■ **Zu lesender Text**
'''
Paulus sagte gemäß 2. Korinther 5:8: „Doch sind wir guten Mutes und möchten lieber vom Leib fern und beim Herrn daheim sein.“ Manche halten diese Aussage für einen Hinweis auf einen Zwischenzustand des Wartens. Sie verweisen auch auf Jesu Verheißung an seine treuen Nachfolger, er gehe hin, ihnen eine Stätte zu bereiten, um sie ‘heimzunehmen zu sich’. Doch wann würde diese Aussicht verwirklicht? Christus sagte, es sei zu der Zeit, da er ‘wiederkomme’, bei seiner künftigen Gegenwart (Johannes 14:1-3). Desgleichen sagte Paulus gemäß 2. Korinther 5:1-10, es sei die gemeinsame Hoffnung der gesalbten Christen, eine himmlische Wohnstätte zu erben. Diese Hoffnung würde durch eine Auferstehung während der Gegenwart Christi verwirklicht werden, nicht etwa durch eine angebliche Unsterblichkeit der Seele (1. Korinther 15:23, 42-44). Der Exeget Charles Masson kommt zu dem Schluß, daß man 2. Korinther 5:1-10 „daher durchaus verstehen kann, ohne die Hypothese von einem ‚Zwischenzustand‘ zu Hilfe nehmen zu müssen“.
Gemäß Philipper 1:21, 23 sagte Paulus: „Denn zu leben ist in meinem Fall Christus und zu sterben Gewinn. Ich stehe unter dem Druck dieser beiden Dinge; was ich aber wirklich begehre, ist die Erlösung und das Zusammensein mit Christus, denn das ist bestimmt weit besser.“ Sprach Paulus hier von einem „Zwischenzustand“? Einige vertreten diese Ansicht. Doch Paulus sagte, er stehe unter dem Druck zweier Möglichkeiten — zu leben oder zu sterben. Mit den Worten „Was ich aber wirklich begehre, ist die Erlösung und das Zusammensein mit Christus“ erwähnt er eine dritte Möglichkeit. Meinte er eine „Erlösung“ unmittelbar nach dem Tod, um mit Christus zusammenzusein? Wie bereits erläutert, glaubte Paulus, daß treue gesalbte Christen während der Gegenwart Christi auferweckt würden. Demzufolge muß er die Ereignisse dieser Zeitperiode im Sinn gehabt haben.
'''
■ **Verfügbare Daten**
'''
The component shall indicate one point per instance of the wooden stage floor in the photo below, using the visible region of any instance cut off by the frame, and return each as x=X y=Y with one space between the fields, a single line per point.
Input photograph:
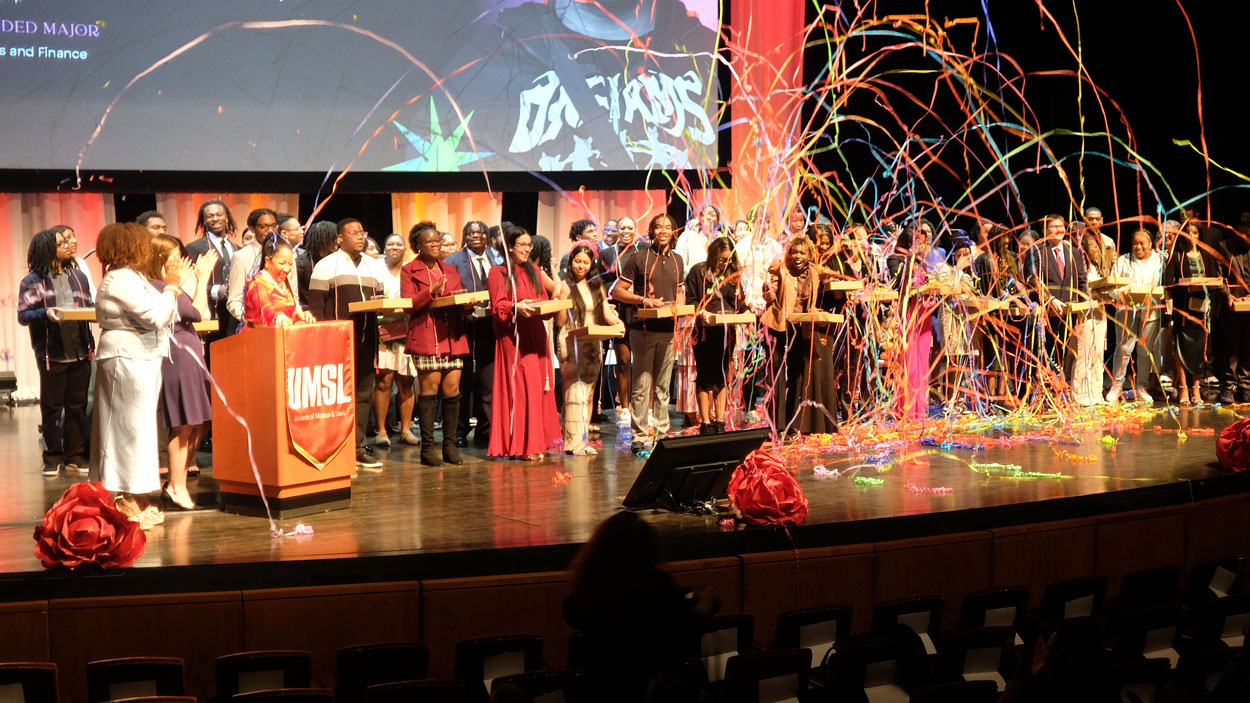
x=503 y=517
'''
■ **Ihre Aufgaben**
A: Führen Sie alle Bibelstellen auf, die der Text über den „Zwischenzustand“ mit Buch, Kapitel und Vers angibt. Nennen Sie jede Stelle nur einmal, in der Reihenfolge ihrer ersten Erwähnung.
B: Schreiben Sie den Text über den „Zwischenzustand“ im Anschluss an seinen letzten Satz weiter.

■ **Antworten je Aufgabe**
A:
2. Korinther 5:8
Johannes 14:1-3
2. Korinther 5:1-10
1. Korinther 15:23, 42-44
Philipper 1:21, 23

B:
Das läßt sich an seinen in Philipper 3:20, 21 und 1. Thessalonicher 4:16 aufgezeichneten Worten erkennen. Dank einer solchen „Erlösung“ während der Gegenwart Christi Jesu würde Paulus die ihm von Gott bereitete Belohnung empfangen können. Daß er diese Hoffnung hegte, wird aus den Worten deutlich, die er an den jungen Mann Timotheus richtete: „Fortan ist mir die Krone der Gerechtigkeit aufbehalten, die mir der Herr, der gerechte Richter, an jenem Tag als Lohn geben wird, doch nicht nur mir, sondern auch all denen, die sein Offenbarwerden geliebt haben“ (2. Timotheus 4:8).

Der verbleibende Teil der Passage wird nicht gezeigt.